SHORT TASK: Arrange the items from the line with "Wildlife camera triggered. A blurred" up to and including the line with "(0, 96), (187, 300)" as a two-column CSV with the headers item_text and answer. Give one row per item, with its text and its answer each in a single quoted field and every line break replaced by a space.

::: RECORDS FOR THE TASK :::

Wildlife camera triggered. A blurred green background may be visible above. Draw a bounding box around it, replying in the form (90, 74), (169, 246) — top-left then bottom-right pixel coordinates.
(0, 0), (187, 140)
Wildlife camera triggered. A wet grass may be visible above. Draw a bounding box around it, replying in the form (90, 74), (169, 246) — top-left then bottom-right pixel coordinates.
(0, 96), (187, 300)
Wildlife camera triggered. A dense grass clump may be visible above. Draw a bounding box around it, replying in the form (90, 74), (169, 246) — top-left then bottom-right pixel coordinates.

:::
::: RECORDS FOR THE TASK :::

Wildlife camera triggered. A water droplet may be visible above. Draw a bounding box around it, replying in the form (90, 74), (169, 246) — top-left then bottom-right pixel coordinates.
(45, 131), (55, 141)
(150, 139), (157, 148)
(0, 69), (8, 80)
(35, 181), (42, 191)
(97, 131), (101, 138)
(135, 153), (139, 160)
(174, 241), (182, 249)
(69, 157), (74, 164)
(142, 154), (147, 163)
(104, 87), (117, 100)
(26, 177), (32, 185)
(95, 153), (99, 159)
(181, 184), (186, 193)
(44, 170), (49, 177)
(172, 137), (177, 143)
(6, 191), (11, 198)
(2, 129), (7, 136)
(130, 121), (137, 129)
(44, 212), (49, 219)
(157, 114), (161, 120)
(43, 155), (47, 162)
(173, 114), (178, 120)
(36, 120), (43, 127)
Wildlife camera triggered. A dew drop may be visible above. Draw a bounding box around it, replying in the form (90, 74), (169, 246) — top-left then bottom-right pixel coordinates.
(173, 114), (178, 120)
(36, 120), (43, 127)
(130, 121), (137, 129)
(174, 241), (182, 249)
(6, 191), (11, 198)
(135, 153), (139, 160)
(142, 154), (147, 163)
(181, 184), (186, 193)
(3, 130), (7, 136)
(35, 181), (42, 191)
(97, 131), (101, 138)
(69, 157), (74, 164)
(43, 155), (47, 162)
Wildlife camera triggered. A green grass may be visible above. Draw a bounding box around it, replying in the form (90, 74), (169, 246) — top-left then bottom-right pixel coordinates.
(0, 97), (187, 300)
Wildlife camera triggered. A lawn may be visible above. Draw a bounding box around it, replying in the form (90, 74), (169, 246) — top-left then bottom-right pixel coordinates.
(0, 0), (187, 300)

:::

WRITTEN SOLUTION:
item_text,answer
"Wildlife camera triggered. A blurred green background may be visible above. Draw a bounding box around it, replying in the form (90, 74), (169, 246) — top-left then bottom-right pixel coordinates.","(0, 0), (187, 140)"
"Wildlife camera triggered. A wet grass may be visible above. Draw a bounding box around it, replying in the form (90, 74), (169, 246) — top-left then bottom-right pixel coordinates.","(0, 96), (187, 300)"